───── Reading passage ─────
I wonder what my ancestors, who toiled the land on plantations and cried out for freedom through songs and chants, would say if they were here today about the initial creation and eventual removal of the ghostly fixtures of those who held racist ideals. If they could speak from their graves, what words would they utter? Many of them weren’t alive when the statues were erected. How would they feel about them going up in the first place?

The emotional pain caused by Confederate symbols and imagery is an extension of centuries-worth of trauma from slavery that has been passed down from generation to generation and exacerbated by police killings of Black people. The removal of these statues and symbols are reflective of a changing of the guard of who tells America’s history that has been festering for some time. It’s no coincidence that Virginia is once again at the heart of the discussion since it’s one of the beginning chapters in America’s dark history.

Being the daughter of the first Black fireman and the first Black female deputy director for the Emergency Management Agency in my hometown, I always heard about egregious experiences each of them faced in childhood and in their careers. My father told me that the night of his first shift as a firefighter in 1981 a wooden cross was burned in a field across the street from the fire station (an act of intimidation used by the Ku Klux Klan that was corroborated by his former colleagues to me later). My mother told me of an incident in which she was called the racist term again by a White director at a meeting in front of White colleagues from across the state.
───── Available data ─────
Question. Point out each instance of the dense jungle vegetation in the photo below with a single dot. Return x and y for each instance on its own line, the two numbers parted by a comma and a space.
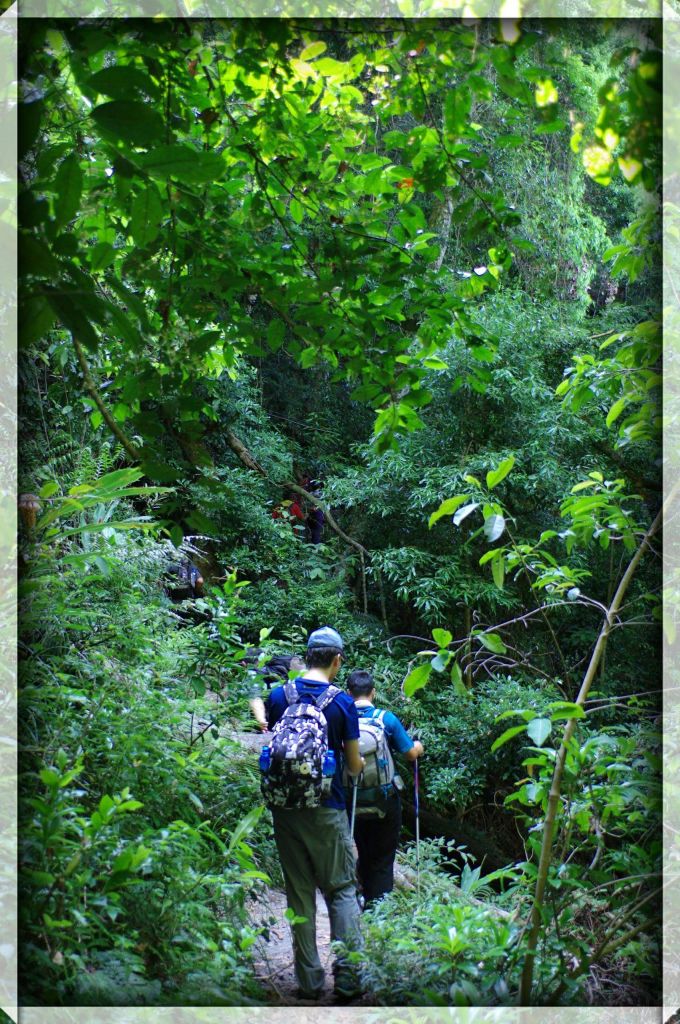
─────
= Problem to work on =
Continue the passage about Confederate statues and family memories of racism, starting right after its final sentence.

= The response =
Joe Duster is Florence, Alabama's first Black Firefighter and Lieutenant Fire Inspector. Ethelene Duster is the city's first Black female deputy director of the Emergency Management Agency.

I’m in awe of my parents’ resilience and outlook on life after all the racism they have endured. My parents never returned hatred with hatred, instead they chose to act with love. Both of them taught me to treat everyone with love, compassion and respect – even when others treat me differently because of the color of my skin. My father tells me, “let not your heart be hardened,” which is inspired by the Christian scripture Proverbs 11:17 and is the title of his memoir about his painful experience as a Black firefighter. He grew up poor in Florence on the city’s west side. He always wanted to be a firefighter since he was very young. Before becoming a firefighter, he served in the US Navy as a Corpsman.

Our country still has a long way to go on its journey toward healing and reconciliation, but actions speak louder than words and removing Confederate symbols is a start.